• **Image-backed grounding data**
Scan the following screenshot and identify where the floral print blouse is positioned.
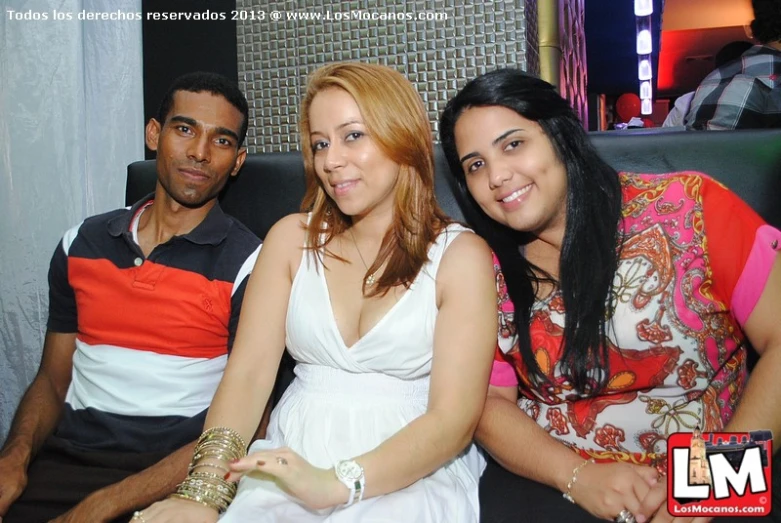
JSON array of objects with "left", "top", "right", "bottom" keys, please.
[{"left": 489, "top": 172, "right": 781, "bottom": 473}]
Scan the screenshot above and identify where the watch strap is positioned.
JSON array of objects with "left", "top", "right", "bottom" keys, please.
[{"left": 335, "top": 460, "right": 365, "bottom": 508}]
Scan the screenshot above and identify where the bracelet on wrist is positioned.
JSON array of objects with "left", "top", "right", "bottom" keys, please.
[
  {"left": 562, "top": 458, "right": 595, "bottom": 504},
  {"left": 173, "top": 426, "right": 247, "bottom": 512}
]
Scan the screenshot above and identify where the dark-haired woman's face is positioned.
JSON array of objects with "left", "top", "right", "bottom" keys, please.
[{"left": 454, "top": 105, "right": 568, "bottom": 242}]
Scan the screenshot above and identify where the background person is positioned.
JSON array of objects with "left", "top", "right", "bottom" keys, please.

• **PROBLEM TO SOLVE**
Output the data verbatim, images excluded.

• **OUTPUT OF THE TASK**
Scan the following screenshot and identify where the floral print blouse is positioned.
JSON array of objects with "left", "top", "right", "bottom" keys, please.
[{"left": 489, "top": 172, "right": 781, "bottom": 473}]
Scan the screenshot above and identify where the watch strap is positioned.
JSON array of objects with "left", "top", "right", "bottom" keys, please.
[{"left": 335, "top": 460, "right": 365, "bottom": 508}]
Scan the screenshot above and identify where the bracelet on wrist is positioned.
JSON array of objects with "left", "top", "right", "bottom" keys, please.
[
  {"left": 562, "top": 458, "right": 595, "bottom": 504},
  {"left": 173, "top": 426, "right": 247, "bottom": 512}
]
Scan the screenshot above and identify where the dark-haired woman's face is positioned.
JSON array of objects with "left", "top", "right", "bottom" keys, please.
[{"left": 454, "top": 105, "right": 568, "bottom": 242}]
Scan the screenshot above and identify where the background person is positioned.
JSON array of objects with "left", "top", "right", "bottom" keys, please.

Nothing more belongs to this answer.